----- LISTED ENTRIES -----

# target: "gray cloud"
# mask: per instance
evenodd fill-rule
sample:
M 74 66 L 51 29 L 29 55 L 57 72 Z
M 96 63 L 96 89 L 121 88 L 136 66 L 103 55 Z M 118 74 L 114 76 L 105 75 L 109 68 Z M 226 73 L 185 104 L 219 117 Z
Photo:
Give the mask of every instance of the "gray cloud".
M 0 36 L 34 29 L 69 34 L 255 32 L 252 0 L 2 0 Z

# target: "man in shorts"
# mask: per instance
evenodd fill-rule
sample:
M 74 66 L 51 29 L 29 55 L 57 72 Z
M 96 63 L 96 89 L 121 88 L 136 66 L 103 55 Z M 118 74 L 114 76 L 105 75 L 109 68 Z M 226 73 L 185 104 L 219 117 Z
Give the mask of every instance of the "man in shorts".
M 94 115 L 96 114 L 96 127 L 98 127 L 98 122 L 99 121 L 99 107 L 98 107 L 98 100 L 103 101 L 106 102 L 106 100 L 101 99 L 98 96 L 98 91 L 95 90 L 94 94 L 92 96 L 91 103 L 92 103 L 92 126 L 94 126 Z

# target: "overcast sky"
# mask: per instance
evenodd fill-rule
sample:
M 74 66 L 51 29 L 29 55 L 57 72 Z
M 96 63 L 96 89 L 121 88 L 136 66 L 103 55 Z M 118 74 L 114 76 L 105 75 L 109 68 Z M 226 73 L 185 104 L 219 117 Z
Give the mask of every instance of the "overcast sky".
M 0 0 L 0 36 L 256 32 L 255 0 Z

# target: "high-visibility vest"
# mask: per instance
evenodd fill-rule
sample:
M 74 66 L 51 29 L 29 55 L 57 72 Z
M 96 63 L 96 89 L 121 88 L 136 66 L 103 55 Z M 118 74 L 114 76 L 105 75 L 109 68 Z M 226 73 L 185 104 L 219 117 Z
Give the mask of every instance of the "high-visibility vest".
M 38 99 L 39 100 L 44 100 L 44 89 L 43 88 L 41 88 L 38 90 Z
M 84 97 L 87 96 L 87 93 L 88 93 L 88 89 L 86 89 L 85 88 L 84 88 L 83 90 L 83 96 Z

-----

[WRITTEN REQUEST] Turn all of the lines above into a Markdown table with two columns, "No." and "Line text". Put the row number in "No." and the line in "Line text", and omit the blank lines.

[PROBLEM SOLUTION]
| No. | Line text |
|---|---|
| 1 | # target: "gray cloud" |
| 2 | # mask: per instance |
| 3 | evenodd fill-rule |
| 4 | sample: |
| 5 | M 74 66 L 51 29 L 29 55 L 57 72 Z |
| 6 | M 96 63 L 96 89 L 121 88 L 136 66 L 103 55 Z M 118 74 L 114 76 L 105 75 L 109 68 Z M 226 73 L 185 104 L 219 117 Z |
| 7 | Photo: |
| 8 | Give the mask of every instance of the "gray cloud". |
| 9 | M 0 36 L 34 29 L 69 34 L 255 32 L 252 0 L 2 0 Z |
| 10 | # target: "man in shorts" |
| 11 | # mask: per instance |
| 12 | evenodd fill-rule |
| 13 | sample: |
| 14 | M 74 66 L 51 29 L 29 55 L 57 72 Z |
| 15 | M 96 63 L 96 89 L 121 88 L 136 66 L 103 55 Z M 118 74 L 114 76 L 105 75 L 109 68 Z M 226 73 L 185 104 L 219 117 Z |
| 16 | Give the mask of every instance of the "man in shorts". |
| 17 | M 94 115 L 96 114 L 96 127 L 98 127 L 98 122 L 99 121 L 99 107 L 98 107 L 98 100 L 103 101 L 106 102 L 106 100 L 101 99 L 98 96 L 98 91 L 95 90 L 94 94 L 92 96 L 91 103 L 92 103 L 92 126 L 94 126 Z |
| 18 | # target: "overcast sky" |
| 19 | # mask: per instance |
| 20 | evenodd fill-rule |
| 21 | sample: |
| 22 | M 74 66 L 51 29 L 29 55 L 57 72 Z |
| 23 | M 96 63 L 96 89 L 121 88 L 136 66 L 103 55 Z M 118 74 L 114 76 L 105 75 L 109 68 Z M 226 73 L 185 104 L 219 117 Z |
| 24 | Give the mask of every instance of the "overcast sky". |
| 25 | M 0 0 L 0 36 L 256 32 L 255 0 Z |
| 26 | # target: "high-visibility vest" |
| 27 | # mask: per instance |
| 28 | evenodd fill-rule |
| 29 | sample: |
| 30 | M 74 66 L 51 29 L 29 55 L 57 72 Z |
| 31 | M 96 63 L 96 89 L 121 88 L 136 66 L 103 55 Z M 118 74 L 114 76 L 105 75 L 109 68 Z M 226 73 L 185 104 L 219 117 Z |
| 32 | Give the mask of every instance of the "high-visibility vest". |
| 33 | M 38 99 L 39 100 L 44 100 L 44 89 L 43 88 L 41 88 L 38 90 Z |
| 34 | M 84 97 L 87 96 L 87 93 L 88 93 L 88 89 L 86 89 L 85 88 L 84 88 L 83 90 L 83 96 Z |